[Image point grounding data]
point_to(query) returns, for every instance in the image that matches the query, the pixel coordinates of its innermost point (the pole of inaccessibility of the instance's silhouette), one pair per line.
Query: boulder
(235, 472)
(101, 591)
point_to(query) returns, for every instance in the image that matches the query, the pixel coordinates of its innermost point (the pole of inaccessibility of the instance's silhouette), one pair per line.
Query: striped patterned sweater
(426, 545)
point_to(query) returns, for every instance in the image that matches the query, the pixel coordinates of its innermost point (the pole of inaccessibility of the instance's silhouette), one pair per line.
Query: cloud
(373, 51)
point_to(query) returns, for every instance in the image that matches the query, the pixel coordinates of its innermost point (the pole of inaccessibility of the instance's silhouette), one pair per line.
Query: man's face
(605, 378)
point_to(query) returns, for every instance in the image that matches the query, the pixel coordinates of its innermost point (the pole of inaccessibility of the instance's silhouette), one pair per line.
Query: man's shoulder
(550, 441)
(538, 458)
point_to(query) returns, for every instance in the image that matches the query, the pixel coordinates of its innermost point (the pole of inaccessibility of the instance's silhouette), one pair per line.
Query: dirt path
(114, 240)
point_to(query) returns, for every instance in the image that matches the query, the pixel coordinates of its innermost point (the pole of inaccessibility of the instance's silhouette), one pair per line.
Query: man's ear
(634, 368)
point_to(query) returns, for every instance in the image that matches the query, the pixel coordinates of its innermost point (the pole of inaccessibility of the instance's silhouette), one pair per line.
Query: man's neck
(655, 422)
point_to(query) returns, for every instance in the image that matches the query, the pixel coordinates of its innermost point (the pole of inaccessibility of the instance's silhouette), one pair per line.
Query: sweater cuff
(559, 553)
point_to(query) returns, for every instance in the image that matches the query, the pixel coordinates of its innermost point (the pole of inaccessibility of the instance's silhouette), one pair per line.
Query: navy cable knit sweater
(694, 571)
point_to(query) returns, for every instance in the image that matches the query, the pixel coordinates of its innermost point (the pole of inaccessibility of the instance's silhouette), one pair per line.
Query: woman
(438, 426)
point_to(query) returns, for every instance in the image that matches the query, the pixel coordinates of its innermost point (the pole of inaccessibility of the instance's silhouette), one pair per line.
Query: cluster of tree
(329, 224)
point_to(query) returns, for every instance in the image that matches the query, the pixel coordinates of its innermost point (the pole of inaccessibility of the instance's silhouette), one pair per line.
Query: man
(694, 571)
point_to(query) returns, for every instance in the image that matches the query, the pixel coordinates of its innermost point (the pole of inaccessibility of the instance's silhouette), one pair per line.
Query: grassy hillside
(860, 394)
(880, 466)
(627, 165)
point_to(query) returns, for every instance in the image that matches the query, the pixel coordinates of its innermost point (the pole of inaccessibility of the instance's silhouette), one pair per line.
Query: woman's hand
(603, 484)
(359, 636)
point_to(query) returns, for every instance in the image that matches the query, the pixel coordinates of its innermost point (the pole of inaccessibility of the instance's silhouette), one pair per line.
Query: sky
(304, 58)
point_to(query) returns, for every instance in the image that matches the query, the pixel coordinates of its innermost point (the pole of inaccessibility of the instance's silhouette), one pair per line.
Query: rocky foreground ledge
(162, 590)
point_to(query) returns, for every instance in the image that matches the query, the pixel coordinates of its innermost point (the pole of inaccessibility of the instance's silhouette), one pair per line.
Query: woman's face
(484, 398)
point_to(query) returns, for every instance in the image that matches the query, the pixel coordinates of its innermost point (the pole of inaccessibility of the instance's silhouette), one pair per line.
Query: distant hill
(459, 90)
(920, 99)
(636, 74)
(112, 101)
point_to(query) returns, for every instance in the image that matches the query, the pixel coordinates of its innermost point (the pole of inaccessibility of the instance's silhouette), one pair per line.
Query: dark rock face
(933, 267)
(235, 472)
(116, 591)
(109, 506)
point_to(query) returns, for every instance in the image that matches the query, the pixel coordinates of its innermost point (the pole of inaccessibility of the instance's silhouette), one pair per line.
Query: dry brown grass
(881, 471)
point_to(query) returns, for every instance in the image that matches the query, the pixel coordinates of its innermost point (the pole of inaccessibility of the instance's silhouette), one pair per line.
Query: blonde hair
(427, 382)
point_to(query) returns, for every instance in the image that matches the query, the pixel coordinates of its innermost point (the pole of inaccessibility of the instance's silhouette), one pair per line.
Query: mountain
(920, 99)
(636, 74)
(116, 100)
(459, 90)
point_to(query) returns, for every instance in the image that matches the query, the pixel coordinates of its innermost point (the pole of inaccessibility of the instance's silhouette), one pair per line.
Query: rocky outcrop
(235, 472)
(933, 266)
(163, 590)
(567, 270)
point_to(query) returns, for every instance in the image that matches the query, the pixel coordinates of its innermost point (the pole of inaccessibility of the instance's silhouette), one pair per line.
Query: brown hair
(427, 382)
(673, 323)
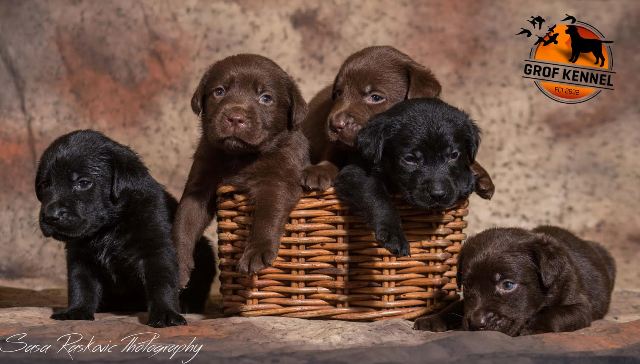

**Exercise:** Set down every record exactly, without the pictures.

**Task result:**
point_to(query) returns, for every instance in the image that matches the query, the pixel coordinates of its innermost point (the pole of inaccessibility of the instance's silhouette), one pair per line.
Query: boulder
(235, 472)
(101, 591)
point_to(query) returns, for every instance in the image that matches the query, the pixel coordinates of its innermost point (the pole of inaccessibility of the instance's silhouette), one pair per line.
Query: striped patterned sweater
(426, 545)
point_to(query) returns, for every instance in the image that matches the query, the pixel coordinates of its innermost point (the pole of inaccessibility of the instance's silhouette), one pair per line.
Query: cloud
(373, 51)
point_to(query) returns, for every instance in the image that matches the query, the pixel coordinates of its innermost point (the pole of inaccessibility of the instance's silhouette), one pair per line.
Query: man's face
(605, 378)
point_to(query) returns, for every instance in the image that matches the query, the pixel coordinates of its innermost point (the pole of inaccessibility of the instance's silhouette), one pair per line.
Query: man's shoulder
(550, 441)
(538, 458)
point_to(query) returns, for every instance in the image that matches the query, the pixel coordinates of its innermost point (the pole of inaccessibility of the instance's silhouette), one pair per line.
Query: dirt path
(114, 240)
point_to(query) returns, for every instance in the image that matches the query, the pixel coordinates of its innermost point (the pole of inaccessibility of the instance's silhouette), one pair per line.
Query: man's ear
(634, 368)
point_to(query) returns, for every instance in the image that matches the query, the pixel coordinates of its innermost point (the pole of inaccessibility of the instance's silhouette), one pair per line.
Query: man's neck
(655, 422)
point_to(query) returns, for every instance in the image that matches the query, the pixel coordinates of its innermost point (the pole of inaccessibility of the instance's silhouette), one pair per line.
Query: sweater cuff
(559, 553)
point_to(query) returns, for every instance in the image that matches the query, the pixel coordinates of its innermost point (the pole of inaccessibility of the instance's silhouette), one pair per line.
Query: navy cable knit sweater
(694, 571)
point_to(query) returns, for every instance in the image that matches the query, the pixel coordinates of its innermost point (the pole of inaccessibility of the instance's silhouette), one pair per line.
Query: woman
(438, 426)
point_to(query) returns, for every instance in the image that matches the query, the pixel coordinates of its innermost point (the pole of inaccessibility of the instance's silhouette), one pair per line.
Query: cluster of tree
(329, 224)
point_to(query) returns, for every instance in the image that matches the query, the pixel coordinates of its innermost point (the pole of inaccessibility of the instance's silhouette), one pair per line.
Query: man
(694, 571)
point_to(query) returns, for every instance in the image that matches the query, the pixel coordinates of its innermost point (the pole of inaccessibility of the instance's silhouette), one pair per line.
Query: grassy hillside
(860, 394)
(880, 466)
(627, 165)
point_to(query) returns, for every instance in the image that matches the query, the pixel coordinates of its innermost point (the pole of inaccessibility of the instance's silhouette), one pair per line.
Query: woman's hand
(603, 484)
(359, 636)
point_to(query) returns, for every instance in the image that matches the query, the pixel coordinates of its innermost point (the pole of inaccessibility of the instance's silhouette), one pair per line.
Query: sky
(304, 58)
point_to(query) returns, for every instance in the image that matches the query, the pixel coordinates of its innermost point (the pole of inaccessibility of the instance's silhouette), one pair per line.
Query: rocky foreground ledge
(162, 590)
point_to(query) returns, for every instance in the image that matches the query, the pixel coordinates of its innermost point (the pole of inaccessibility of the instance's silhouette), one pair per line.
Query: woman's face
(484, 398)
point_to(query) returns, for every instance in the image that matches the query, the pixel coordinates of its innermost point (the pole of inaccessibility of the instance's silhouette), one pair per line.
Query: distant hill
(459, 90)
(920, 99)
(636, 74)
(112, 101)
point_to(query) returns, for every instance in the image that matches the query, the pixel coordinates of its innermost point (the pole of inaccessibility of the instance's silhouette), one pair per line.
Query: dark rock face
(933, 267)
(235, 472)
(116, 591)
(109, 506)
point_to(query) returns, for every instance in the image that matches the query, the pixel coordinates of its innermost point (the pole of inaccessibility of the instance's silhouette), one pair per line.
Query: dry brown grass
(881, 471)
point_to(query) returns, for every instance in the image that matches the query, the pixel coordinates of its innermost point (the pole of inaccessibility of the instance's silhouette), one pair per line.
Query: blonde hair
(427, 382)
point_to(query) returns, for every instance in the image that matches the query, the pixel coordinates of its innermost point (the pole of inaccessibility of the instance's silhouette), one pair per line.
Query: mountain
(920, 99)
(636, 74)
(116, 100)
(459, 90)
point_to(query) returns, for every instance in the image that matches the query, the pixel coordinates of its innermost point (the pole of inaccessibility of the instance's silhouette), one pair per line.
Query: rocky outcrop
(235, 472)
(933, 266)
(163, 590)
(567, 270)
point_to(query) returns, for every instance in the image that matches the query, the pixel coordinates of its innermost point (the pole of inaccessibility of the instance's silhouette), one pair per line.
Query: brown hair
(427, 382)
(673, 323)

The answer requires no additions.